# What the task requires:
Rewrite the rows below, from the line with "dry brown leaf" through the end of the rows, changing "Expected output" to "Required format" and leaving everything else unchanged.

[Detection examples]
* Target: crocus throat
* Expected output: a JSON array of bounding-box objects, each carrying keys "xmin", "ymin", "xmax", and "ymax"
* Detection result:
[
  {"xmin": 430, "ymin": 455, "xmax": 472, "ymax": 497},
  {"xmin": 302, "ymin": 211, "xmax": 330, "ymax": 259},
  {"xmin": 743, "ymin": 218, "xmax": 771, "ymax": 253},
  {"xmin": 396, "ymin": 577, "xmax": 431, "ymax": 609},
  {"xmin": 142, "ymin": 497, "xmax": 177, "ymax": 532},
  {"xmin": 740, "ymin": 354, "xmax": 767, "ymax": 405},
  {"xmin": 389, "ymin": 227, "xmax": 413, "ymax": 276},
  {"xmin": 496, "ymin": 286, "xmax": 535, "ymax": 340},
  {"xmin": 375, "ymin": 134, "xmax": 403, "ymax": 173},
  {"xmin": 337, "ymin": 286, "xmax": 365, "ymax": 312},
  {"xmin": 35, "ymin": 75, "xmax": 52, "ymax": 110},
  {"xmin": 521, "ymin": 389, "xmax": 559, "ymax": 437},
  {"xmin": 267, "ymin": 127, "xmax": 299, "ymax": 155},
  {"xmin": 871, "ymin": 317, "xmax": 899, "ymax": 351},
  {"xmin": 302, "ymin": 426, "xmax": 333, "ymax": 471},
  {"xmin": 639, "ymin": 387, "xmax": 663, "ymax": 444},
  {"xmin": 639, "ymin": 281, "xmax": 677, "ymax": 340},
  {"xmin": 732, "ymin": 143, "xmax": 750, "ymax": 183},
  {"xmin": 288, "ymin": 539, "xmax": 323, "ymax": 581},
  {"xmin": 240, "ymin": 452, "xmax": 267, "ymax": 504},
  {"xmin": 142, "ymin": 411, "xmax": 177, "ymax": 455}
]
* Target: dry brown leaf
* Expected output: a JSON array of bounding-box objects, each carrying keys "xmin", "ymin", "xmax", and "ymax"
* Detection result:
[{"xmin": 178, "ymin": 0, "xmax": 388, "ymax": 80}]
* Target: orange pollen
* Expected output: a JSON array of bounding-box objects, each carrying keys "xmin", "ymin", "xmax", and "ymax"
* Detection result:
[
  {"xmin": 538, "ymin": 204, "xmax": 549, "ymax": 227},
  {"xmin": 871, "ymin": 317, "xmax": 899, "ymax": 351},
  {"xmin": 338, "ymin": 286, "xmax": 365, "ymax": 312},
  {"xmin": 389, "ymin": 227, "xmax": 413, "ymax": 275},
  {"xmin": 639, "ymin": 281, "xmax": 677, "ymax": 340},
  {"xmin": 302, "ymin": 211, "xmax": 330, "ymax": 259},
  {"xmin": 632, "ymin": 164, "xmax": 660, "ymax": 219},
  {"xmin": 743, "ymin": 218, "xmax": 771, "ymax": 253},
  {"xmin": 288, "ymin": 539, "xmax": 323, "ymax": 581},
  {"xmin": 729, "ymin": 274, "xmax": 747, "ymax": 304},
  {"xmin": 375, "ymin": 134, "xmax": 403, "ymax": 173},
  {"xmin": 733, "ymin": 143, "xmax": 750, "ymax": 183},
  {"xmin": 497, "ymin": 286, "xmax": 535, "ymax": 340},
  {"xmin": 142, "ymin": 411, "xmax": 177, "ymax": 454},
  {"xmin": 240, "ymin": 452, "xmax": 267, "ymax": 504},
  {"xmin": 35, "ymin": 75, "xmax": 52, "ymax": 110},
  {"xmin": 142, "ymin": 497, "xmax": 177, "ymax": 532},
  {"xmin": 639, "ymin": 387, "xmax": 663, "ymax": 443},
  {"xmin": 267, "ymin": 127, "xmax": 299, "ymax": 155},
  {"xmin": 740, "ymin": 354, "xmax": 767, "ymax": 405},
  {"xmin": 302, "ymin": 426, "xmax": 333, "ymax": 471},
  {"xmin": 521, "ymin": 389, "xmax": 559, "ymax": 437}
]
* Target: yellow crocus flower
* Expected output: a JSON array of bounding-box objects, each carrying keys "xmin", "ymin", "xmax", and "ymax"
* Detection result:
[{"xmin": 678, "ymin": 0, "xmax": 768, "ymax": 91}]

# Answer for this exercise:
* Target: dry brown leaf
* Required format: a JSON array of bounding-box objects, each carrying keys "xmin", "ymin", "xmax", and "ymax"
* Detection result:
[{"xmin": 178, "ymin": 0, "xmax": 388, "ymax": 80}]
* Target: orange pollen
* Required format: a JSON array of bounding-box objects, each carrying keys "xmin", "ymin", "xmax", and "ymax"
* Detection result:
[
  {"xmin": 538, "ymin": 204, "xmax": 549, "ymax": 227},
  {"xmin": 871, "ymin": 317, "xmax": 899, "ymax": 351},
  {"xmin": 338, "ymin": 286, "xmax": 365, "ymax": 312},
  {"xmin": 389, "ymin": 227, "xmax": 413, "ymax": 275},
  {"xmin": 639, "ymin": 281, "xmax": 677, "ymax": 340},
  {"xmin": 302, "ymin": 211, "xmax": 330, "ymax": 259},
  {"xmin": 632, "ymin": 164, "xmax": 660, "ymax": 219},
  {"xmin": 743, "ymin": 218, "xmax": 771, "ymax": 253},
  {"xmin": 288, "ymin": 539, "xmax": 323, "ymax": 581},
  {"xmin": 729, "ymin": 274, "xmax": 747, "ymax": 304},
  {"xmin": 375, "ymin": 134, "xmax": 403, "ymax": 173},
  {"xmin": 733, "ymin": 143, "xmax": 750, "ymax": 183},
  {"xmin": 497, "ymin": 286, "xmax": 535, "ymax": 340},
  {"xmin": 142, "ymin": 411, "xmax": 177, "ymax": 454},
  {"xmin": 240, "ymin": 452, "xmax": 267, "ymax": 504},
  {"xmin": 35, "ymin": 75, "xmax": 52, "ymax": 110},
  {"xmin": 142, "ymin": 497, "xmax": 177, "ymax": 532},
  {"xmin": 639, "ymin": 387, "xmax": 663, "ymax": 443},
  {"xmin": 267, "ymin": 127, "xmax": 299, "ymax": 155},
  {"xmin": 740, "ymin": 354, "xmax": 767, "ymax": 405},
  {"xmin": 302, "ymin": 426, "xmax": 333, "ymax": 471},
  {"xmin": 521, "ymin": 389, "xmax": 559, "ymax": 437}
]
* Target: yellow crocus flower
* Required format: a JSON array of bounding-box objects, each carrying keys "xmin", "ymin", "xmax", and "ymax"
* Detection result:
[{"xmin": 678, "ymin": 0, "xmax": 768, "ymax": 91}]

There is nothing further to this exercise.